Предложенный фрагмент —
┌──

Непонятнее всего обстоит дело в литературе. Кто тут, спрашивается, народнее - граф Толстой или прасол Кольцов? внук раба Чехов или великий князь К. Р.? шестисотлетний дворянин Пушкин или Есенин, крестьянский сын? То-то и оно, что толком не разберешь. Вроде бы не придумать писателя народнее Максима Горького, но тогда отчего в нем столько фальшивого пафоса, который вовсе не свойственен русаку? Вместе с тем внук раба, самого формального крепостного, Антон Павлович Чехов сочинял утонченную прозу, пил французское вино и вел себя как наследный принц. А природный граф Толстой сам себе тачал сапоги, лучшую половину жизни писал прописи, почему-то ненавидел город и мог обматерить Софью Андреевну на самый народный лад.

└──

Короткое задание —
Ответьте на вопросы по фрагменту выше:
(a) Чьим сыном назван Есенин?
(b) Какое вино пил Чехов?
(c) Что граф Толстой сам себе тачал?

Сохранённые записи —
┌──

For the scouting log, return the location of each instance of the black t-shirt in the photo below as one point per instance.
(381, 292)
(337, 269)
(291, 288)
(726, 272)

└──

Решение упражнения —
(a) Крестьянским сыном.
(b) Французское.
(c) Сапоги.